───── Input records
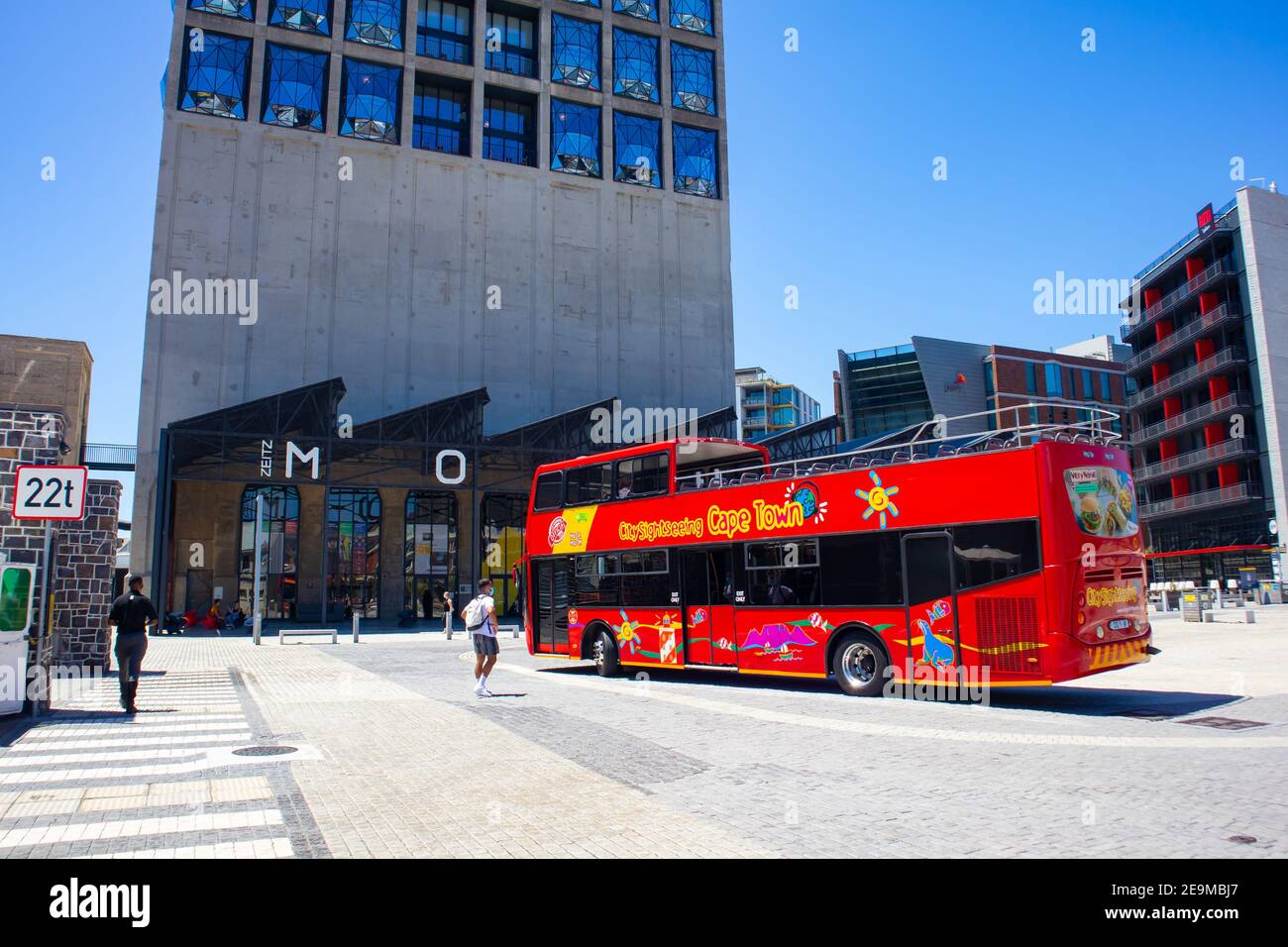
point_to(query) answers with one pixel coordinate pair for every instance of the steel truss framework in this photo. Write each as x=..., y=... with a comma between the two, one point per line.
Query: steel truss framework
x=416, y=450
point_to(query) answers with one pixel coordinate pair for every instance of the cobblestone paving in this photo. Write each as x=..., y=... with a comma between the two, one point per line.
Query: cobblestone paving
x=406, y=762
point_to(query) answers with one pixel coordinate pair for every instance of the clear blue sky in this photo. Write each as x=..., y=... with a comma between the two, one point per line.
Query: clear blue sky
x=1056, y=159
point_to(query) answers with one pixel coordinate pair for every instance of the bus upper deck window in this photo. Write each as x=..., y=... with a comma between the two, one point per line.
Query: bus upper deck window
x=643, y=475
x=549, y=492
x=590, y=484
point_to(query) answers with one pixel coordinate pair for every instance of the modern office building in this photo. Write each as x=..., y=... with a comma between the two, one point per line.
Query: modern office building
x=768, y=407
x=428, y=198
x=883, y=390
x=1209, y=328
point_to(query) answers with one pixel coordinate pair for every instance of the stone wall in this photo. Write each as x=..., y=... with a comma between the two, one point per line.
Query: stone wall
x=27, y=436
x=82, y=594
x=84, y=551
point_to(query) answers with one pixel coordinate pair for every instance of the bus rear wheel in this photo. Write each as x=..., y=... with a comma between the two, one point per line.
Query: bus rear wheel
x=603, y=652
x=859, y=664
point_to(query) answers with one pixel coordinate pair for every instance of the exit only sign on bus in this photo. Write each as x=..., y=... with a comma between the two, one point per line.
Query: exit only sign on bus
x=50, y=492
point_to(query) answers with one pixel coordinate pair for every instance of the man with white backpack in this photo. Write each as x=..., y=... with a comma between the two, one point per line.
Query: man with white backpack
x=480, y=617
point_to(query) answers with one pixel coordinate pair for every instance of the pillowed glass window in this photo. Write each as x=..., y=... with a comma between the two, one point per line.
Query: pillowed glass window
x=295, y=88
x=511, y=44
x=640, y=9
x=638, y=150
x=353, y=553
x=375, y=22
x=694, y=78
x=241, y=9
x=370, y=106
x=575, y=52
x=697, y=161
x=694, y=16
x=442, y=118
x=635, y=65
x=509, y=132
x=217, y=76
x=305, y=16
x=281, y=536
x=443, y=31
x=575, y=138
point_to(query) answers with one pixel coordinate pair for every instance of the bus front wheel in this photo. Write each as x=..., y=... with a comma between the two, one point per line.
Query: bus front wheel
──────────
(The exercise): Rewrite every row above, changing each "photo" to "image" and leaving everything else as it is. Omit the pictures from your answer.

(Right answer):
point_to(query) answers with one pixel coordinate pair for every instance of the steel truss framework in this image. Write each as x=..., y=... with a comma between the two, one point per line.
Query: steel truss framework
x=416, y=450
point_to(query) answers with one pixel coordinate pair for every instance of the cobblestone paving in this image. Write each as x=..., y=... with a comma between the two, one point per line.
Query: cobblestone paving
x=406, y=762
point_to(query) answers with one pixel coordinate pair for every instance of the clear blue sky in this image. Write each as x=..., y=... with a comma between the two, one point per line.
Query: clear blue sky
x=1056, y=159
point_to(query) answers with one pixel coordinate pair for every instance of the bus upper deck window in this image. Write each as x=..., y=... with a comma between the two, one point per line.
Query: bus upper deck window
x=643, y=475
x=549, y=492
x=590, y=484
point_to(query) answers with one pixel coordinate pair for every instance of the modern office building in this image. Write each as x=..., y=... with a comma between the two, one point per line.
Query: modern office building
x=768, y=407
x=428, y=198
x=883, y=390
x=1209, y=328
point_to(query) answers with one pixel coordinate pair for every instance of the stone wall in this image. Write each as x=..., y=... with a comma between the two, one point per line.
Query: stone wall
x=27, y=436
x=82, y=594
x=84, y=551
point_to(query) answers with one pixel coordinate pair for every instance of the bus rear wheel in this image. Write each as x=..., y=... with a comma between the two, one point per line.
Query: bus rear wheel
x=603, y=652
x=859, y=664
point_to(query) answers with one pixel coordinate pair for every instance of the exit only sign on bus in this image. Write each as x=..., y=... with a comma between the two, one point per line.
Query: exit only sign on bus
x=50, y=492
point_to(query) answers with one pixel coordinate pair for every instance of the man with white backpack in this image. Write each as x=..., y=... with a comma between the two, one point per line.
Query: man with white backpack
x=480, y=617
point_to(query) answers with one pixel coordinate pair for every instance of the pillowed glass window in this image. Write each as x=..., y=... with a comma between the two, one point per line.
Query: pillowed glass window
x=295, y=88
x=511, y=44
x=640, y=9
x=638, y=150
x=353, y=553
x=375, y=22
x=694, y=78
x=241, y=9
x=370, y=106
x=575, y=52
x=697, y=161
x=694, y=16
x=442, y=118
x=635, y=65
x=509, y=132
x=217, y=76
x=305, y=16
x=281, y=536
x=443, y=31
x=575, y=138
point_to(query) answers with one pixel coordinate pair for every instance of the bus front wheel in this image. Write each as x=..., y=... with a comma between the two, one point per line.
Query: bus front wheel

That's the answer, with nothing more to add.